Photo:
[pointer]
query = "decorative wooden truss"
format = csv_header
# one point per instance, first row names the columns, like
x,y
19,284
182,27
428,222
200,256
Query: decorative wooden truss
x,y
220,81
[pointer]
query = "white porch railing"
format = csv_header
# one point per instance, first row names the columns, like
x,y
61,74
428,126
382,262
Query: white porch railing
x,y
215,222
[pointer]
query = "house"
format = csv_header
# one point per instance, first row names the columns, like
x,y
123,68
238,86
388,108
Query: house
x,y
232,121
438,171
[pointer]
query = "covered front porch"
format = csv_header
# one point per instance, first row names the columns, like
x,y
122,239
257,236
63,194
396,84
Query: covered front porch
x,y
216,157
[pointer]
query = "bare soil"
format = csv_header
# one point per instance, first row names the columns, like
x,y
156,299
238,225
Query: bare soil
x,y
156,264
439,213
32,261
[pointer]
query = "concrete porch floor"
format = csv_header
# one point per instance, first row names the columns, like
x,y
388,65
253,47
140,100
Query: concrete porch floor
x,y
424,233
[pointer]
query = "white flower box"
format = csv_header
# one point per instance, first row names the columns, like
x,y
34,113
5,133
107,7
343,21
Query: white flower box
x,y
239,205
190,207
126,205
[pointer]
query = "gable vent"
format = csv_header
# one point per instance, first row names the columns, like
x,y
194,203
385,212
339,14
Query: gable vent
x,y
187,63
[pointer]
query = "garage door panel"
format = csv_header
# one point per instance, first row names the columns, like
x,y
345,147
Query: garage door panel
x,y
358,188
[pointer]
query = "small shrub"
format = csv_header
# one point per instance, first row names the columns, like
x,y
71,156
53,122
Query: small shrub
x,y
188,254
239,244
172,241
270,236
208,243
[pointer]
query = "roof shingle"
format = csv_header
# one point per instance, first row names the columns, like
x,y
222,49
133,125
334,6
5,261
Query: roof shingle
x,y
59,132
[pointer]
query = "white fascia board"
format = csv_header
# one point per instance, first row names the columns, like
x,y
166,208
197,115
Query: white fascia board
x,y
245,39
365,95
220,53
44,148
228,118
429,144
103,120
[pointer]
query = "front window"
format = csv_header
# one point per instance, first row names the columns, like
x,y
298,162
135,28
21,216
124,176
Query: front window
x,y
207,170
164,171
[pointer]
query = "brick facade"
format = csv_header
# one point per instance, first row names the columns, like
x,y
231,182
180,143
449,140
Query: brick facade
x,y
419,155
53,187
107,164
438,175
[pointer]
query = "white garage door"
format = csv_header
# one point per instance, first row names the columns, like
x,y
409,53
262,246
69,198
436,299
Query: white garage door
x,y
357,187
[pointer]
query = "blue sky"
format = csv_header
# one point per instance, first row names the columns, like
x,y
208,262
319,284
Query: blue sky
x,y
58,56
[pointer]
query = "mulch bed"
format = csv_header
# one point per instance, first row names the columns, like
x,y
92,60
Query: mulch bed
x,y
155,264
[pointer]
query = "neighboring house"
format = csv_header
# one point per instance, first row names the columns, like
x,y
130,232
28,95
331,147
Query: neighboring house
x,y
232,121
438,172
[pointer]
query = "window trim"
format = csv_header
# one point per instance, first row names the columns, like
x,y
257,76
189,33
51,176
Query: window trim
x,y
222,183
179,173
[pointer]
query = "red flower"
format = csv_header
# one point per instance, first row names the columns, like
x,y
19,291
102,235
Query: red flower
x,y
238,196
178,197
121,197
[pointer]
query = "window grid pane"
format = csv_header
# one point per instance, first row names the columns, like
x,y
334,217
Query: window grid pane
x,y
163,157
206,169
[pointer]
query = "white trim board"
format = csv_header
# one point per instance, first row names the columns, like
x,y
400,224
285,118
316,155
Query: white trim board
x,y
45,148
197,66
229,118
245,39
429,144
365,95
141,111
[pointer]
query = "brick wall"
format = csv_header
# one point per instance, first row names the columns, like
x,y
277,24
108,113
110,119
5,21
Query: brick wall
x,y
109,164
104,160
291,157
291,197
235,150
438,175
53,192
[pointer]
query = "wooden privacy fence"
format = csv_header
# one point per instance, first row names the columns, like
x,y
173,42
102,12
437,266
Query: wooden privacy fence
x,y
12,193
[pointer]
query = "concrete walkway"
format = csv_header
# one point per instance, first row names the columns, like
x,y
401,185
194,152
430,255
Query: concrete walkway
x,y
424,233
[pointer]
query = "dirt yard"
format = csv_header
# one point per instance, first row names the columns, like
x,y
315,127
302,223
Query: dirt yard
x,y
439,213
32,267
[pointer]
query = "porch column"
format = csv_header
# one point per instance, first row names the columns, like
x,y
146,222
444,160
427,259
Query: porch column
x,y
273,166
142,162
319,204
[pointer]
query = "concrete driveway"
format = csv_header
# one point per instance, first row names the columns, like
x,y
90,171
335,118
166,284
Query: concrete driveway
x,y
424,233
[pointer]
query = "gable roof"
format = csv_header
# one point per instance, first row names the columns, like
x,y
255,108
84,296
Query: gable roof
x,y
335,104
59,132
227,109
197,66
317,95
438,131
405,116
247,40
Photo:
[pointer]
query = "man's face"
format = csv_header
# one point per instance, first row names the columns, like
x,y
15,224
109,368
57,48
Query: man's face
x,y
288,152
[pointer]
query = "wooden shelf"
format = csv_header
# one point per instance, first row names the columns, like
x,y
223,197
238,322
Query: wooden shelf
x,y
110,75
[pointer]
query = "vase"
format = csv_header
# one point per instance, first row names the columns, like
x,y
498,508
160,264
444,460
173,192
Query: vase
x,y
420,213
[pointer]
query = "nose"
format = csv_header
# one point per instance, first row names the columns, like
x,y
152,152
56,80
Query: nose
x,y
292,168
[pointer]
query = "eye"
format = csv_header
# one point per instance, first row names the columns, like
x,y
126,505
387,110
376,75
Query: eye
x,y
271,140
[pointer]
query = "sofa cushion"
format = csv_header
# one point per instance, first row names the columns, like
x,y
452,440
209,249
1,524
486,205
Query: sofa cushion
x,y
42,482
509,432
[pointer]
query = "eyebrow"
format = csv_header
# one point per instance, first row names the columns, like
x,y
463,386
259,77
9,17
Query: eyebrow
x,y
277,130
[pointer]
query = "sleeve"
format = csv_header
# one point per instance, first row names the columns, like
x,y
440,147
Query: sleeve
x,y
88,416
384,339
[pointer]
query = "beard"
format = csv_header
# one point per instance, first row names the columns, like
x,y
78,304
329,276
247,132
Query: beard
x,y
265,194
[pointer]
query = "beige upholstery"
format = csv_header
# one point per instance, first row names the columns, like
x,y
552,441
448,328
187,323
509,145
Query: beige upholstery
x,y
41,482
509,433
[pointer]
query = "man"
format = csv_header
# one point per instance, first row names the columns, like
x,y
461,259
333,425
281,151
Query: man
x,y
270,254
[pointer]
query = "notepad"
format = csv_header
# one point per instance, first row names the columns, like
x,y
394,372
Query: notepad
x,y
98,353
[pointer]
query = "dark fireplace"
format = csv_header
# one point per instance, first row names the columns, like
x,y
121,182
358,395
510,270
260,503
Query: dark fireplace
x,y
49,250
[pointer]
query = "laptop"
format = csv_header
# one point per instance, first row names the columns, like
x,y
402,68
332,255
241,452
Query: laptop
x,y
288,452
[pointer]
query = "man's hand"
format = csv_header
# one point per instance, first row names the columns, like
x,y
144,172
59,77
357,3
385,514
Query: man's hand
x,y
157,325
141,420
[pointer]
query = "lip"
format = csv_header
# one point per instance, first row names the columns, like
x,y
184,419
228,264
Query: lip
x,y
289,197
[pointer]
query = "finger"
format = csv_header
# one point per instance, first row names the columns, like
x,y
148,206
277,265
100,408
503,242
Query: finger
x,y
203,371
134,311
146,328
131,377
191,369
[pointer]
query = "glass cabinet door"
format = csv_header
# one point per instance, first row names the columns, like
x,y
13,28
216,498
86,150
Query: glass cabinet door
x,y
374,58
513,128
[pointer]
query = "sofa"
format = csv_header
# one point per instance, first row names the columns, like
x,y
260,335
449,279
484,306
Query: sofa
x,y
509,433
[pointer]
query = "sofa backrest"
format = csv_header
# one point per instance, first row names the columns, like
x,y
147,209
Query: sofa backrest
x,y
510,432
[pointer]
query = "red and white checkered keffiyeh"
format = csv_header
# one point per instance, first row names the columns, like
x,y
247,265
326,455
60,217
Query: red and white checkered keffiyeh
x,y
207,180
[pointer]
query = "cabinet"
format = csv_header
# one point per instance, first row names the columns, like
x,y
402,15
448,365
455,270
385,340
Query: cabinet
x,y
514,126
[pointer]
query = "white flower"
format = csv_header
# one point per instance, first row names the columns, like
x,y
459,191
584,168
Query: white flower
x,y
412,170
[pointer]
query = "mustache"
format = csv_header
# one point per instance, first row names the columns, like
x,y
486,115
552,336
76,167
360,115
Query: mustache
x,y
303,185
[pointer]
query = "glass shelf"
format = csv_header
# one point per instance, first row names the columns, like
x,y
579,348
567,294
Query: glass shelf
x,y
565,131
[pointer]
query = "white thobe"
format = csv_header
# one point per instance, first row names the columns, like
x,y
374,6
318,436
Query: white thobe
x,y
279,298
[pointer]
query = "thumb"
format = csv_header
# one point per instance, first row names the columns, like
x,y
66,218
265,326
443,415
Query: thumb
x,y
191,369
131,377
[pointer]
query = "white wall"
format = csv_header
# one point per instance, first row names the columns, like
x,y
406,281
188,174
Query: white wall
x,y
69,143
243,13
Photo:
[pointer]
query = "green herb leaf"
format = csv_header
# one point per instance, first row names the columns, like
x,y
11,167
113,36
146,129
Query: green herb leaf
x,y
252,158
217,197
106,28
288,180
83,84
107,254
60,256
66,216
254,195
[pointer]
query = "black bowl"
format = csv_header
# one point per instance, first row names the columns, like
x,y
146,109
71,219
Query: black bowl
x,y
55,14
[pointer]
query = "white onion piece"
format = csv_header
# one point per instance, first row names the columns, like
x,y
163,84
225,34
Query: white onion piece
──────
Set exercise ::
Gather every line of the records that contains the string "shingle", and list each one in full.

Answer in full ::
query = "roof shingle"
Query: roof shingle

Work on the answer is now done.